## Aufgabe A
Ziehe aus den Datensätzen jede Zeile heraus, in der die Zeichenfolge „pink“ vorkommt. Achte dabei auf Groß- und Kleinschreibung.

## Textauszug
========================

Der Wettlauf um den Wiederbeginn
Man darf diesbezüglich aber auch den wirtschaftlichen Vorteil der wiedereröffneten Ligen nicht übersehen. Weißrussland schloss zehn neue TV-Deals für seine biedere Liga ab, weil man entgegen jeder Ratio einfach weiterkickte und auch Zuschauer im Stadion zuließ. Einige Fangruppierungen boykottieren die Spiele bereits, weil sie das Handeln des Verbands und der autoritären Führung als fahrlässig erachten. In Asien wird man den finanziellen Vorteil, den sich die Weißrussen durch ihre Ignoranz erspielten, allerdings auch bemerkt haben. Es ist also möglich, dass eine Art Wettlauf beginnen wird, wer zuerst wieder aktiv werden kann, um sich lukrative Deals sichern zu können.
Österreich: Wiederbeginn doch nicht nur bis Anfang Mai?

========================

Datensätze mit Koordinatenannotationen:
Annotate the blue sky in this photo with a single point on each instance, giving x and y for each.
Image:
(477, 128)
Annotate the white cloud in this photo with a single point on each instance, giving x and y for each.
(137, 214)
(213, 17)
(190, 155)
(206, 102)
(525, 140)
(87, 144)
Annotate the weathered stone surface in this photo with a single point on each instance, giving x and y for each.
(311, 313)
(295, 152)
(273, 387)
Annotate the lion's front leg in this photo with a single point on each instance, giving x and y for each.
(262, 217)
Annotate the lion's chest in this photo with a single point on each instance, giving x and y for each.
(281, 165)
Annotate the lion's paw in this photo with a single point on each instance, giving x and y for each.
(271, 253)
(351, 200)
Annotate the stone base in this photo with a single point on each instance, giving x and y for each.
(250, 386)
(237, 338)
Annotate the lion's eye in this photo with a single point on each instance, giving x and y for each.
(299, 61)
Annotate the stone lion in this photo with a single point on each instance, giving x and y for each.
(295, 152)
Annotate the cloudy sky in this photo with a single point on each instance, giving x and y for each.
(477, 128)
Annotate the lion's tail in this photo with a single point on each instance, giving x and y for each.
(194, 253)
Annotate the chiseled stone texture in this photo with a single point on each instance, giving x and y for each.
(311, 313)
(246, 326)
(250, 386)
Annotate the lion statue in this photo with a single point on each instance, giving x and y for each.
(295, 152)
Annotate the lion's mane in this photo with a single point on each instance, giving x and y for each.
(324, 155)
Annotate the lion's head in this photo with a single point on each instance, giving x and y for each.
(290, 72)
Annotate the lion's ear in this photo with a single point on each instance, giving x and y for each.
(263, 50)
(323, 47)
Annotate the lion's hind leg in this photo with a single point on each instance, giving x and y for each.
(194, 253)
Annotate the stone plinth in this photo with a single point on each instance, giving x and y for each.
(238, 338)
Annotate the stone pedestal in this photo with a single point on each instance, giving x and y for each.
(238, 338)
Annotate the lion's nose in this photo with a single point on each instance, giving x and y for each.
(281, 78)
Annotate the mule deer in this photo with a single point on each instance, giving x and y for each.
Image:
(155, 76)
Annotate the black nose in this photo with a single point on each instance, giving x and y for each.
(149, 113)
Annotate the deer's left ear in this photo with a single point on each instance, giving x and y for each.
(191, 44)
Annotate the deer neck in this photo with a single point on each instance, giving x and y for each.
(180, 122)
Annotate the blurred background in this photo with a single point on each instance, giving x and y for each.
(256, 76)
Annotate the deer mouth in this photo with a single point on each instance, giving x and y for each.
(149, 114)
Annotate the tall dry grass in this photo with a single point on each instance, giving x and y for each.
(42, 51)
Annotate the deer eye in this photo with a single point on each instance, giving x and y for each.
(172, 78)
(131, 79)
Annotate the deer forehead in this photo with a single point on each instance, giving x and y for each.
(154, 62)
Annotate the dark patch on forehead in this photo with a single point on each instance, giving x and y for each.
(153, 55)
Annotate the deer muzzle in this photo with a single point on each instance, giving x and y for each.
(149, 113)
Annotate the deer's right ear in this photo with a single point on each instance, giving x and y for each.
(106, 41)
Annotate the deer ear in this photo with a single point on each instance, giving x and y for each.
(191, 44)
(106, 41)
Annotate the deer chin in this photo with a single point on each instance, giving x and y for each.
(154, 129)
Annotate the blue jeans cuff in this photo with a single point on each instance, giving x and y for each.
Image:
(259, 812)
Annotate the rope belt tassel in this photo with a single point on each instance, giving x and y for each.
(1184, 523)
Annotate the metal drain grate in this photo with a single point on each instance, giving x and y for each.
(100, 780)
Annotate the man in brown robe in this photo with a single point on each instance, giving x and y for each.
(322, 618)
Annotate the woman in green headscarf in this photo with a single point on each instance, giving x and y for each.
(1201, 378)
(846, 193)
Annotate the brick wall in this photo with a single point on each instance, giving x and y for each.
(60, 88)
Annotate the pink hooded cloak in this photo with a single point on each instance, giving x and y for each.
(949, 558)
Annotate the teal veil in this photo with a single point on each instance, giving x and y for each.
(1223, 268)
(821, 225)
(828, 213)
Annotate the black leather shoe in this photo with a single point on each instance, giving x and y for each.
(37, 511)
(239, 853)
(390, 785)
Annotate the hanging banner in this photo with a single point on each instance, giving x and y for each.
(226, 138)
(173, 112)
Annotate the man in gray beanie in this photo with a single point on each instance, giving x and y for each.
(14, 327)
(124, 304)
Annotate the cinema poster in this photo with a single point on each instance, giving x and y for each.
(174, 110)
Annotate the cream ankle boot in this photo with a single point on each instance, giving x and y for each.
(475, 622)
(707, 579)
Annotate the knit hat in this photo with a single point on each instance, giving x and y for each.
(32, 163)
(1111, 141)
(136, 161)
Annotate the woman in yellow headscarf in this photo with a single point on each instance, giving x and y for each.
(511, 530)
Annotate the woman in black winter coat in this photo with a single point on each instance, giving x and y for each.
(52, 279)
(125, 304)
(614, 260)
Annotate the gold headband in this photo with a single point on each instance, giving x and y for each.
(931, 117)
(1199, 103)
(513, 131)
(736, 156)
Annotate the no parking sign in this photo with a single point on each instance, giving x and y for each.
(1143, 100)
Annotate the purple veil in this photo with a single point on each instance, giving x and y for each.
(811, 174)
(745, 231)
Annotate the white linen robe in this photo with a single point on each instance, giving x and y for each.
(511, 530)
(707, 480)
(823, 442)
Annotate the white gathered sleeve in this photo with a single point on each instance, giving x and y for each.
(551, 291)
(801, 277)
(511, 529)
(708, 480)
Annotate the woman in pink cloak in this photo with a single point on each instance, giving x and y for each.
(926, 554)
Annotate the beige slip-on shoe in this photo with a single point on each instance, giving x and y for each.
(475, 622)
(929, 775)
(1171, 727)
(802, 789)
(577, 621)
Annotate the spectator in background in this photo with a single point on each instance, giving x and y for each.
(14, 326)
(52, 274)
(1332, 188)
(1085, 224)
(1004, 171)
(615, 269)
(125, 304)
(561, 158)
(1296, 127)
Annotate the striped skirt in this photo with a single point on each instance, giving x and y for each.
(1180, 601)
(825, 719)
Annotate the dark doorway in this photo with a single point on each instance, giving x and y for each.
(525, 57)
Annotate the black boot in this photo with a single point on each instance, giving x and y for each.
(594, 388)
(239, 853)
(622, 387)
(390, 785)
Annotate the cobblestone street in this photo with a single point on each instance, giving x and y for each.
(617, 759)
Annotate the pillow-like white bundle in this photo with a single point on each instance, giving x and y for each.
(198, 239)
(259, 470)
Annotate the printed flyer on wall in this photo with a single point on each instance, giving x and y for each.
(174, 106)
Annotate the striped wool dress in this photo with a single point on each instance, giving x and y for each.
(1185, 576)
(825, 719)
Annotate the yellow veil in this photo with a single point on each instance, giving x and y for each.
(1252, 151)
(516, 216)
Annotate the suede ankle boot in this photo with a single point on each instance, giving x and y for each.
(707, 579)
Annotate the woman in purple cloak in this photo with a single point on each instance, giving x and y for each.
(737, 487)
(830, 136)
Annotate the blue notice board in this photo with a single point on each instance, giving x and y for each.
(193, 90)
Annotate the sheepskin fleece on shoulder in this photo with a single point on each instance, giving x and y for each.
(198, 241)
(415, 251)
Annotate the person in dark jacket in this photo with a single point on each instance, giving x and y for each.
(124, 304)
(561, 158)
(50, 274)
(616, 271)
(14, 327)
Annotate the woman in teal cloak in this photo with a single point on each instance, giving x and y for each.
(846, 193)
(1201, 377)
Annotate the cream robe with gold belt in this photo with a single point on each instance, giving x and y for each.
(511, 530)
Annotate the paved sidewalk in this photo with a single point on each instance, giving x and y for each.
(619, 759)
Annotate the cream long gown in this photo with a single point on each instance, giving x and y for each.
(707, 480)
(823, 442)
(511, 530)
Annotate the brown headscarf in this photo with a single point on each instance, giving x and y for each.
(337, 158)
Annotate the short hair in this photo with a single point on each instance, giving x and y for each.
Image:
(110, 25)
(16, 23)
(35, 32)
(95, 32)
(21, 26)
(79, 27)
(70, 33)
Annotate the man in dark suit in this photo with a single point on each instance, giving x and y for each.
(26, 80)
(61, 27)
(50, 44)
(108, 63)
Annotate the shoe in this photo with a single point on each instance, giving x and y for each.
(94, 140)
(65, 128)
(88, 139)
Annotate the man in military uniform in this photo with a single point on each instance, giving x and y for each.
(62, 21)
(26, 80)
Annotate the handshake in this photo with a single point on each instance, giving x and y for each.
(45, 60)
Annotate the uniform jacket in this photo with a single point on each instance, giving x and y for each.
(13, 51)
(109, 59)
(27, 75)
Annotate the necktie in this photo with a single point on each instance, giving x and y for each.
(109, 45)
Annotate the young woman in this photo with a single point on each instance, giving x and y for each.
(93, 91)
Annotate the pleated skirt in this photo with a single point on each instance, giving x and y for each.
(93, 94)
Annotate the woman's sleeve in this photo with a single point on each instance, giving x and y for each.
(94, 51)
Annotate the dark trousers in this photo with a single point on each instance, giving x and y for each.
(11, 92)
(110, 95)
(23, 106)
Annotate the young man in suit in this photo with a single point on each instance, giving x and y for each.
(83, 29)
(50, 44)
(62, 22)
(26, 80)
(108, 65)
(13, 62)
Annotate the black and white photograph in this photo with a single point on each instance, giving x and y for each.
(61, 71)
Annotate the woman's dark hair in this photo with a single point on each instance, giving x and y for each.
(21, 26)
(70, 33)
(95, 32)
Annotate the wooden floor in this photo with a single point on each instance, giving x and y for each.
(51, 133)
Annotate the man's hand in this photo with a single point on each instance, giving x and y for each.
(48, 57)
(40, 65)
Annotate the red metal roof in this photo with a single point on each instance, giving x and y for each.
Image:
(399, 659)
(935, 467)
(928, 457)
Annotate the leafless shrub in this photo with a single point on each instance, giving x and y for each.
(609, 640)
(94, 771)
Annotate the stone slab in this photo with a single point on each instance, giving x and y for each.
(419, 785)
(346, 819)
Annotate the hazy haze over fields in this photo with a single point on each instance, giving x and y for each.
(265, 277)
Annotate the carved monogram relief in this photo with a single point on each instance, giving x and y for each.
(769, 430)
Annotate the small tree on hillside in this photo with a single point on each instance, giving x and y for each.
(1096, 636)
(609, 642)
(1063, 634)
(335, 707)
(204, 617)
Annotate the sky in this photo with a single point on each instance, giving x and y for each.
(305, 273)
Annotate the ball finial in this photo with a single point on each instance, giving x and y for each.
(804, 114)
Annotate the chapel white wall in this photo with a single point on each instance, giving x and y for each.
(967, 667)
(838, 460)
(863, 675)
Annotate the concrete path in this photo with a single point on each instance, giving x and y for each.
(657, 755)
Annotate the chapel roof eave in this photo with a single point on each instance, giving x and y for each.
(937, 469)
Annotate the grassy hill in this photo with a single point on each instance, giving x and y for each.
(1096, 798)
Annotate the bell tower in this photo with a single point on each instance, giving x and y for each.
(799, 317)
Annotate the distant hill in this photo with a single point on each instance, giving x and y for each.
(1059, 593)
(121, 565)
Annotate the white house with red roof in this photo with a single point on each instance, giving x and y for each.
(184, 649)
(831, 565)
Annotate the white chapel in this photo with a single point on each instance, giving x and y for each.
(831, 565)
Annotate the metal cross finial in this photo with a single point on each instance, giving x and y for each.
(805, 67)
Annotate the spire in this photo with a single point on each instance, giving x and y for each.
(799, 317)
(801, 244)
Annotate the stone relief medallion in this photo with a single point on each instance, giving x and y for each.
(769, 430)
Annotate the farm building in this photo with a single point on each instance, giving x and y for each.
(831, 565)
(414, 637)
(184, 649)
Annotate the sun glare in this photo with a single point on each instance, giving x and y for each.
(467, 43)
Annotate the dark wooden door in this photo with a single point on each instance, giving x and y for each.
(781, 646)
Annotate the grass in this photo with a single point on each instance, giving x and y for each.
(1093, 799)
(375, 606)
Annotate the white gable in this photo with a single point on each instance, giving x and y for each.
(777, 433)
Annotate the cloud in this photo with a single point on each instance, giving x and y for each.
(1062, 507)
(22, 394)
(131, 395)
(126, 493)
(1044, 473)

========================

## Aufgabe B
Fahre mit dem Text über den Wiederbeginn der Ligen im Anschluss an seine letzte Zeile fort.

## Schriftliche Antwort A
Annotate the pink hooded cloak in this photo with a single point on each instance, giving x and y for each.
Annotate the woman in pink cloak in this photo with a single point on each instance, giving x and y for each.

## Schriftliche Antwort B
In Österreich war der letzte Stand der Dinge, dass die Liga bis spätestens Anfang Mai wieder starten könnte. Würde man diesen Termin nicht einhalten können, müsse die Meisterschaft vermutlich abgebrochen werden, obwohl die Europameisterschaft bereits um ein Jahr verschoben wurde. Zuletzt wurde allerdings konstatiert, dass man die Liga noch weiter nach hinten verschieben könnte. Spanien preschte hierbei vor und gab eine möglicherweise richtungsweisende Info heraus.
Spanien gibt Juli als Ziel an
Die Spanier rechnen nämlich – Stand heute – mit der Wiederaufnahme des Ligabetriebs im Juli. Eine mutige Ansage, wenn man sich die Versorgungslage auf der iberischen Halbinsel ansieht. Praktisch würde ein Wiederbeginn im Juli bedeuten, dass man wohl bis in den September hinein spielen und sowohl nationale Meisterschaften, als auch die Europacupbewerbe verspätet abschließen müsste. Von Stadionpublikum ist hierbei noch keine Rede, denn in erster Linie geht es um die Erfüllung der TV-Deals, die man sich nicht entgehen lassen kann. Bereits jetzt klagen einige internationale Klubs, dass ihre Daseinsgrundlage wegbricht, was eher mit TV-Töpfen als mit vollen Tribünen zusammenhängt. Der slowakische Klub Zilina meldete bereits Insolvenz an.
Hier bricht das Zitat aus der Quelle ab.